> [PROVIDED PASSAGE]:
━━━━━━━━━━
Well balanced Arbitrary-Lagrangian-Eulerian Finite Volume schemes on moving nonconforming meshes for non-conservative Hyperbolic systems

Cycle 30th Oral Defence of the Phd Thesis

June 19, 2018
Versione stampabile

Venue: Seminar Room "-1" – Via Sommarive, 14 Povo - Trento
Hour: 10.00 a.m.

  • Elena Gaburro - PhD in Mathematics

In this talk we present a novel second order accurate direct Arbitrary-Lagrangian-Eulerian (ALE) Finite Volume scheme for nonlinear hyperbolic systems, written both in conservative and non-conservative form, whose peculiarities are the nonconforming motion of interfaces, the exact preservation of equilibria and the conservation of angular momentum. Our nonconforming ALE scheme is especially well suited for modeling vortical flows affected by strong differential rotation: in particular, the novel combination with the well balancing make it possible to obtain great results for challenging astronomical phenomena as the rotating Keplerian disk. A large set of tests shows the greatly reduced dissipation and the significant improvements of our new scheme compared with well established software for astrophysical fluid dynamics.
Indeed, we have formulated a new HLL-type and a novel Osher-type flux able to maintain up to machine precision the equilibrium between pressure gradient, centrifugal force and gravity force that characterizes the Euler equations with gravity, and correspondingly capture with high accuracy even small perturbations. Moreover, to ensure a high quality of the moving mesh for long computational times, we have adopted a nonconforming treatment of the sliding interfaces that appear due to the differential rotation.
In addition, we show the ease with which the introduced techniques can be extended to other contexts, as steady vortex flows in shallow water equations or complex free surface flows in two-phase models, and a preliminary analysis on how to increase the accuracy of the method by exploiting the conservation of the angular momentum.


Supervisors: Michael Dumbser
━━━━━━━━━━
> [MATERIAL]:
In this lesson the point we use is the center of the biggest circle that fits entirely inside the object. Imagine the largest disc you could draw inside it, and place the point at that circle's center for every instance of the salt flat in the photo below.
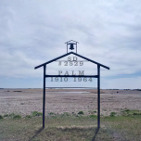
━━━━━━━━━━
> [PROBLEMS]:
**A)** Which two new flux types are formulated in the defense announcement?
**B)** Echo the defense announcement from "In this talk" up to and including "astrophysical fluid dynamics.".

> [ANSWERS]:
**A)** A new HLL-type flux and a novel Osher-type flux.

**B)**
In this talk we present a novel second order accurate direct Arbitrary-Lagrangian-Eulerian (ALE) Finite Volume scheme for nonlinear hyperbolic systems, written both in conservative and non-conservative form, whose peculiarities are the nonconforming motion of interfaces, the exact preservation of equilibria and the conservation of angular momentum. Our nonconforming ALE scheme is especially well suited for modeling vortical flows affected by strong differential rotation: in particular, the novel combination with the well balancing make it possible to obtain great results for challenging astronomical phenomena as the rotating Keplerian disk. A large set of tests shows the greatly reduced dissipation and the significant improvements of our new scheme compared with well established software for astrophysical fluid dynamics.